═════ Tekst do przeczytania ═════

Według ekspertów i najróżniejszych instytucji ekonomicznych, w ostatnich latach z polską gospodarką było źle. W rankingach nasz kraj znajdował się zwykle wśród najgorzej ocenianych państw Unii Europejskiej. Z reguły Polska mogła rywalizować jedynie z Rumunią i Bułgarią.
W ubiegłym roku sytuacja jeszcze się pogorszyła. Lokaty zajmowane przez nas w światowych rankingach systematycznie się pogarszały.
W Raporcie Wolności Gospodarczej Świata, opublikowanym przez Centrum im. Adama Smitha, Polska zajęła 69. miejsce w świecie (razem z Ugandą, ale przed Namibią!).
W rankingu Banku Światowego "Doing Business 2008" pod względem swobody prowadzenia działalności gospodarczej 74. miejsce.
Wreszcie, w najnowszym raporcie Heritage Foundation i "Wall Street Journal" Polska zajęła 82. miejsce jako ostatnia z państw Unii Europejskiej. Zresztą mniejsza o kraje Unii... Botswana, Mongolia i Madagaskar też już są przed nami!
Obrana przez polskich przywódców taktyka osiągania obiecywanego cudu gospodarczego wydaje się jasna. Aby wypłynąć na powierzchnię, najpierw trzeba się odbić od dna.

═════ Fragmenty wierszy ═════

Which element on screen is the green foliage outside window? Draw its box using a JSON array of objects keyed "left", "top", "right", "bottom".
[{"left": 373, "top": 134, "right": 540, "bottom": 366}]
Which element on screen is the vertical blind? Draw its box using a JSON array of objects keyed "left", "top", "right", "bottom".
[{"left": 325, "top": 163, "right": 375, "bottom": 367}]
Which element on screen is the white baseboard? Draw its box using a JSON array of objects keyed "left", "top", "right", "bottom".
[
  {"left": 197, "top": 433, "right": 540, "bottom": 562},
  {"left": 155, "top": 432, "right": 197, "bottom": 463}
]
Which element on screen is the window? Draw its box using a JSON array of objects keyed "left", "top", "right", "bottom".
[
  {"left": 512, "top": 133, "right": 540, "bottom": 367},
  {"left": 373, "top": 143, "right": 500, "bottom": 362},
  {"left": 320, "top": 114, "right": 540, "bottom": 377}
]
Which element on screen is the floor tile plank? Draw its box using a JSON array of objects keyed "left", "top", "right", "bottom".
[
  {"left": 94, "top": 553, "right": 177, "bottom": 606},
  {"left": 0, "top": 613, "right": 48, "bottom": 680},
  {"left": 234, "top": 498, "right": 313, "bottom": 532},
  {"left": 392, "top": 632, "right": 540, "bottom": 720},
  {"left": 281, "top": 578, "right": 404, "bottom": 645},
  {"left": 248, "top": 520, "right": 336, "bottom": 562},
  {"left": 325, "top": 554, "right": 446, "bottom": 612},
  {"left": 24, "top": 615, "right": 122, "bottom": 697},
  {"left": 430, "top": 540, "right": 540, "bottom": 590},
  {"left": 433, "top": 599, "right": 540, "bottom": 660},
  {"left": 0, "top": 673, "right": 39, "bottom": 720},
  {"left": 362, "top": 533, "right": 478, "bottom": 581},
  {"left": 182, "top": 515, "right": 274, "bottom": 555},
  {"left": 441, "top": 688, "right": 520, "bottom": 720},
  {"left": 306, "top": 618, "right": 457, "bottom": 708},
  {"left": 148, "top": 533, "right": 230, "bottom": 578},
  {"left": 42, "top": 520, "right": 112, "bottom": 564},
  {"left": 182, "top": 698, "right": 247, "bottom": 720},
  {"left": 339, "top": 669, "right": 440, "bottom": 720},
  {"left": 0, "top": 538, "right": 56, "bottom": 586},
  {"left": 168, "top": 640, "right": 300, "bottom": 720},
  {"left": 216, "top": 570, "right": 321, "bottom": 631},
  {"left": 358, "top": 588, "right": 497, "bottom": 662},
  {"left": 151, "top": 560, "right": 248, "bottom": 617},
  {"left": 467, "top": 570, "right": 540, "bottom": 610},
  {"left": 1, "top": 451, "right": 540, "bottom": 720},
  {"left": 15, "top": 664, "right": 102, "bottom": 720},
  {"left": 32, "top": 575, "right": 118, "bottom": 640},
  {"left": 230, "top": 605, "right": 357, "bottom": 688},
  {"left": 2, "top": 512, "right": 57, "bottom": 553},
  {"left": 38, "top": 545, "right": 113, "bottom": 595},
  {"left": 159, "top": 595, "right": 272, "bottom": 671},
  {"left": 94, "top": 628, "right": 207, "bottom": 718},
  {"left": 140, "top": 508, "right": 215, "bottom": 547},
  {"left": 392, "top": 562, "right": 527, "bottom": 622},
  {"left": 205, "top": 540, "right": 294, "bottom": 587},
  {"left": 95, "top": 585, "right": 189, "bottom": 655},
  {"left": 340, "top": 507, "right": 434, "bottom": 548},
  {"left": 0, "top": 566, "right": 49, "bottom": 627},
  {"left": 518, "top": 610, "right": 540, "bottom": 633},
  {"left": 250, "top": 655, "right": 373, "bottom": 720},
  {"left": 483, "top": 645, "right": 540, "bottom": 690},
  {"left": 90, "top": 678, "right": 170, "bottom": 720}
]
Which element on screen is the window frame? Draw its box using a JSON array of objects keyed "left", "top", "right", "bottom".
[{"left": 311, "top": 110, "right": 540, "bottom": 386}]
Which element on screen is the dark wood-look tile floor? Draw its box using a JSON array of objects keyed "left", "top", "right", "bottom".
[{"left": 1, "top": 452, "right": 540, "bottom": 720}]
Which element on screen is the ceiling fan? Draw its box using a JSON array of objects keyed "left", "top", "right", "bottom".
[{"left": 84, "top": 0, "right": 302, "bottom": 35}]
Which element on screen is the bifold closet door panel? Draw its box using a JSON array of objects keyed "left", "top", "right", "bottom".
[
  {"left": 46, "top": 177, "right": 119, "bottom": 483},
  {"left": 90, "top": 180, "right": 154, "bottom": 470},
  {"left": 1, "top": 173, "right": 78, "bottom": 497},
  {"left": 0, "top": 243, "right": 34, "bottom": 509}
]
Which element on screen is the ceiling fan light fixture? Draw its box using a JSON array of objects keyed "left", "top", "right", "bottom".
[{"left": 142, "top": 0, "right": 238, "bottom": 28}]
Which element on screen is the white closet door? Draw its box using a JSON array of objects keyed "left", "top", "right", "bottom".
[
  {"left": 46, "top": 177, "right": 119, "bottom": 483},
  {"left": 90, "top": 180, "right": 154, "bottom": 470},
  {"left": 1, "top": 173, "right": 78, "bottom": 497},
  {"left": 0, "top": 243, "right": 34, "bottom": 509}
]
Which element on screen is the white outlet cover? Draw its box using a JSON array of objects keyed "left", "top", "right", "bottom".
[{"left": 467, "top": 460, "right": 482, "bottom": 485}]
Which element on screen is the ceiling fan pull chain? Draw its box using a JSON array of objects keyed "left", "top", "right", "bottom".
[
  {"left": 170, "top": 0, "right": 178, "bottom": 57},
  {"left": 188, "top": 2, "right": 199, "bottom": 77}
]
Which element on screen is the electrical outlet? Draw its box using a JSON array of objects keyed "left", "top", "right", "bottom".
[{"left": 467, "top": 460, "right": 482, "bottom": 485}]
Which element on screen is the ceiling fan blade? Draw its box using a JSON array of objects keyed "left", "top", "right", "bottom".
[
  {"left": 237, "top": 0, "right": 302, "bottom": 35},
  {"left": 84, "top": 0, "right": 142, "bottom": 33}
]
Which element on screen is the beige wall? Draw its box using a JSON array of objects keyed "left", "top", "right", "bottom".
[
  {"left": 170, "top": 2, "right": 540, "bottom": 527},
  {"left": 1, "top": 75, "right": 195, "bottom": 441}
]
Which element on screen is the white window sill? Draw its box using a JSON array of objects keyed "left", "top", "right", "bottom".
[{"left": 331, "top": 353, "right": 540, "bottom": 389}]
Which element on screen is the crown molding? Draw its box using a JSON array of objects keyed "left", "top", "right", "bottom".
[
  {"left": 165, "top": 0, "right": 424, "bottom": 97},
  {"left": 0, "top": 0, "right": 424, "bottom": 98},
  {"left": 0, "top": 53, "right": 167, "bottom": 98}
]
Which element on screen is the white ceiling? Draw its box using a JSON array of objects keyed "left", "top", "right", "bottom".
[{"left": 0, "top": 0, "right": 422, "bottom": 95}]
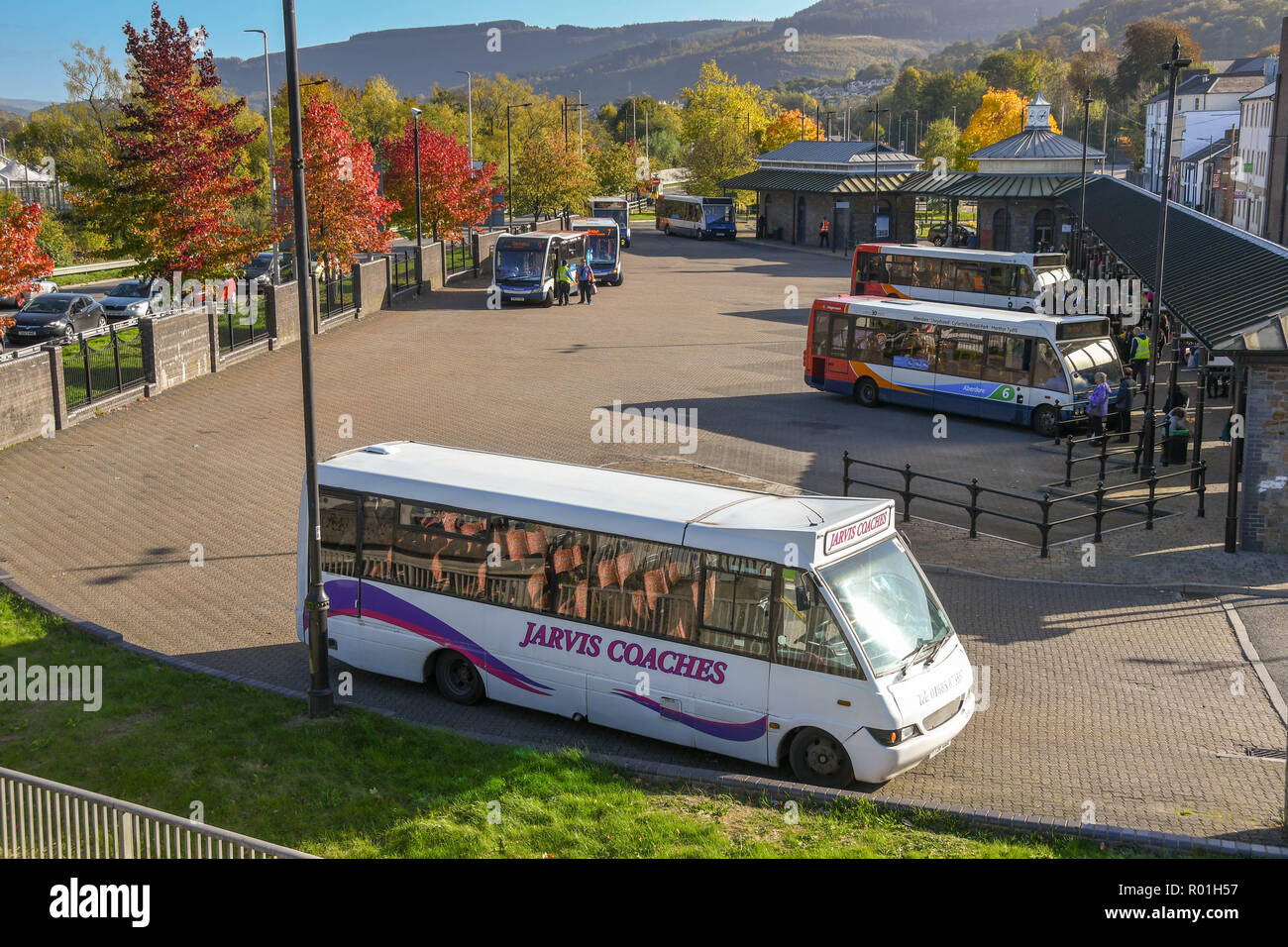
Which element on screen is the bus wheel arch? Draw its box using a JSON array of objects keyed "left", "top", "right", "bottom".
[
  {"left": 778, "top": 727, "right": 854, "bottom": 789},
  {"left": 425, "top": 648, "right": 485, "bottom": 704},
  {"left": 1029, "top": 404, "right": 1060, "bottom": 437},
  {"left": 854, "top": 374, "right": 881, "bottom": 407}
]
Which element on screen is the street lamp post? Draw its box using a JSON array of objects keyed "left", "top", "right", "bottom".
[
  {"left": 1078, "top": 89, "right": 1091, "bottom": 277},
  {"left": 282, "top": 0, "right": 335, "bottom": 716},
  {"left": 1140, "top": 39, "right": 1190, "bottom": 475},
  {"left": 505, "top": 103, "right": 530, "bottom": 227},
  {"left": 411, "top": 108, "right": 424, "bottom": 246},
  {"left": 242, "top": 30, "right": 279, "bottom": 286},
  {"left": 868, "top": 95, "right": 890, "bottom": 240}
]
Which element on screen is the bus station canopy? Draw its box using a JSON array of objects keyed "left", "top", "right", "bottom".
[{"left": 1060, "top": 175, "right": 1288, "bottom": 359}]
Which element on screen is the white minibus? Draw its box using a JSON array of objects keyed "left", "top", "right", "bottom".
[{"left": 296, "top": 441, "right": 975, "bottom": 786}]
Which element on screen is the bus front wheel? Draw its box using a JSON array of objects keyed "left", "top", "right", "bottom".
[
  {"left": 1031, "top": 404, "right": 1060, "bottom": 437},
  {"left": 854, "top": 377, "right": 881, "bottom": 407},
  {"left": 434, "top": 651, "right": 483, "bottom": 703},
  {"left": 789, "top": 728, "right": 854, "bottom": 789}
]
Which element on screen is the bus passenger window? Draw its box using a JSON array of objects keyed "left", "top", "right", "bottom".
[
  {"left": 827, "top": 314, "right": 850, "bottom": 359},
  {"left": 810, "top": 309, "right": 828, "bottom": 357},
  {"left": 318, "top": 492, "right": 358, "bottom": 576},
  {"left": 774, "top": 569, "right": 863, "bottom": 678},
  {"left": 1033, "top": 339, "right": 1069, "bottom": 391}
]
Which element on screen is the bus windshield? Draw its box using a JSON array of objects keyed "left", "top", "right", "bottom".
[
  {"left": 1059, "top": 339, "right": 1124, "bottom": 393},
  {"left": 587, "top": 232, "right": 619, "bottom": 263},
  {"left": 819, "top": 539, "right": 953, "bottom": 677},
  {"left": 496, "top": 244, "right": 546, "bottom": 282},
  {"left": 702, "top": 204, "right": 733, "bottom": 224}
]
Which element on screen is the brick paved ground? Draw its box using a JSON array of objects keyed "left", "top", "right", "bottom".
[{"left": 0, "top": 231, "right": 1283, "bottom": 837}]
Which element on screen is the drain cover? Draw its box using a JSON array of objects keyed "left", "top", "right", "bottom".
[{"left": 1243, "top": 746, "right": 1284, "bottom": 763}]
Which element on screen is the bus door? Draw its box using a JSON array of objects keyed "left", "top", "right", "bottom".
[
  {"left": 685, "top": 553, "right": 774, "bottom": 763},
  {"left": 886, "top": 320, "right": 935, "bottom": 407}
]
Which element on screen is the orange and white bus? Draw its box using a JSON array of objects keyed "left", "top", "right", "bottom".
[{"left": 850, "top": 244, "right": 1070, "bottom": 312}]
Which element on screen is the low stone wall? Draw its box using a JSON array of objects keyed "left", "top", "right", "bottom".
[
  {"left": 0, "top": 346, "right": 63, "bottom": 447},
  {"left": 353, "top": 259, "right": 389, "bottom": 317},
  {"left": 139, "top": 303, "right": 219, "bottom": 397}
]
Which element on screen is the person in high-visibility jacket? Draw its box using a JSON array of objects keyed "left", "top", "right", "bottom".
[{"left": 1130, "top": 326, "right": 1149, "bottom": 386}]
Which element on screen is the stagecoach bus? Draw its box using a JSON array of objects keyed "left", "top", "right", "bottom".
[
  {"left": 489, "top": 231, "right": 587, "bottom": 305},
  {"left": 850, "top": 244, "right": 1070, "bottom": 312},
  {"left": 590, "top": 197, "right": 631, "bottom": 246},
  {"left": 805, "top": 296, "right": 1122, "bottom": 437},
  {"left": 296, "top": 441, "right": 975, "bottom": 786},
  {"left": 654, "top": 194, "right": 738, "bottom": 240},
  {"left": 572, "top": 217, "right": 622, "bottom": 286}
]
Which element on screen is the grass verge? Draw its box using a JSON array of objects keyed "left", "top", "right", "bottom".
[{"left": 0, "top": 590, "right": 1148, "bottom": 858}]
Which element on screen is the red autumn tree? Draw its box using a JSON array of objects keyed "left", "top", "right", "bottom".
[
  {"left": 381, "top": 121, "right": 496, "bottom": 240},
  {"left": 274, "top": 98, "right": 398, "bottom": 266},
  {"left": 0, "top": 202, "right": 54, "bottom": 296},
  {"left": 85, "top": 3, "right": 259, "bottom": 278}
]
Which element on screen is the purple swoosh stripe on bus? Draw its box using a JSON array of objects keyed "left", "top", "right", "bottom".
[
  {"left": 613, "top": 688, "right": 769, "bottom": 743},
  {"left": 326, "top": 579, "right": 554, "bottom": 697}
]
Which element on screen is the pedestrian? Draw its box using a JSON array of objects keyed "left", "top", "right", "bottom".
[
  {"left": 577, "top": 261, "right": 595, "bottom": 305},
  {"left": 1130, "top": 326, "right": 1149, "bottom": 385},
  {"left": 1163, "top": 407, "right": 1190, "bottom": 467},
  {"left": 1115, "top": 368, "right": 1136, "bottom": 441},
  {"left": 555, "top": 261, "right": 572, "bottom": 305},
  {"left": 1087, "top": 371, "right": 1113, "bottom": 443}
]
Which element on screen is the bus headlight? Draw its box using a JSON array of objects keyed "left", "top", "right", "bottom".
[{"left": 864, "top": 724, "right": 917, "bottom": 746}]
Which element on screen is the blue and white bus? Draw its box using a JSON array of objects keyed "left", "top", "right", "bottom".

═════

Zadania do wykonania
[1] Które miejsce w świecie zajęła Polska w Raporcie Wolności Gospodarczej Świata według tekstu o polskiej gospodarce?
[2] Przetłumacz na język angielski zdanie „W ubiegłym roku sytuacja jeszcze się pogorszyła.” z tekstu o polskiej gospodarce.

Odpowiedzi
[1] Polska zajęła 69. miejsce w świecie, razem z Ugandą.

[2] Last year the situation got even worse.